_Data_
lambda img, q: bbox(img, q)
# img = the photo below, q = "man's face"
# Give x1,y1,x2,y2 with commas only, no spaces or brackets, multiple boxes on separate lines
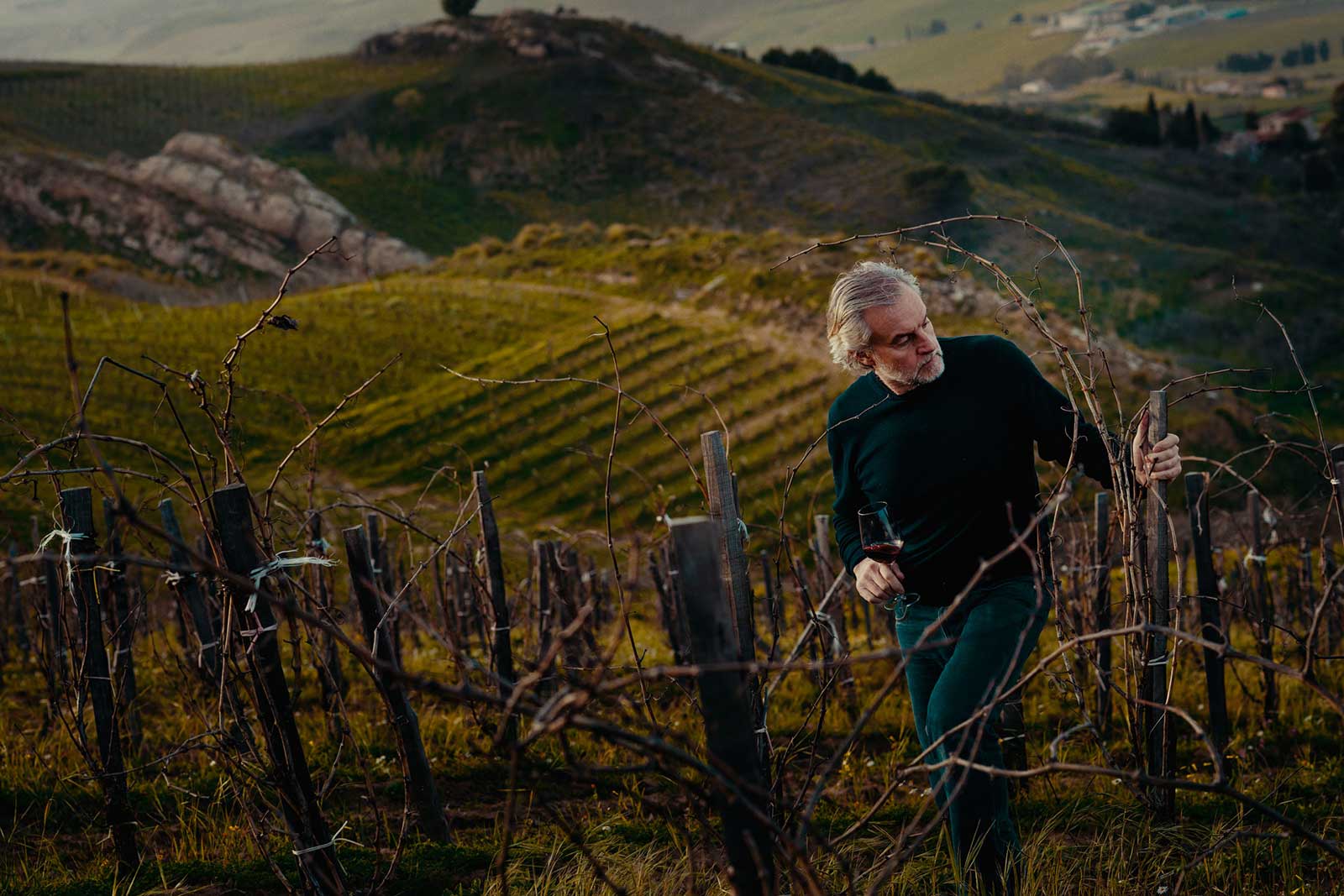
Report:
858,287,943,392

_Stated problem_
Turn the lines above into a JSON list of strings, one string per line, skipping blank lines and leaving out the pictures.

_Solution for this problem_
[
  "lambda img, q: bbox(img, q)",
  "# img = the photo below, q = \"man's face\"",
  "# Give x1,y1,x2,y2 with commas only, no spaces or brackets, multiple boxes on separate lines",
  "Report:",
  "858,287,943,392"
]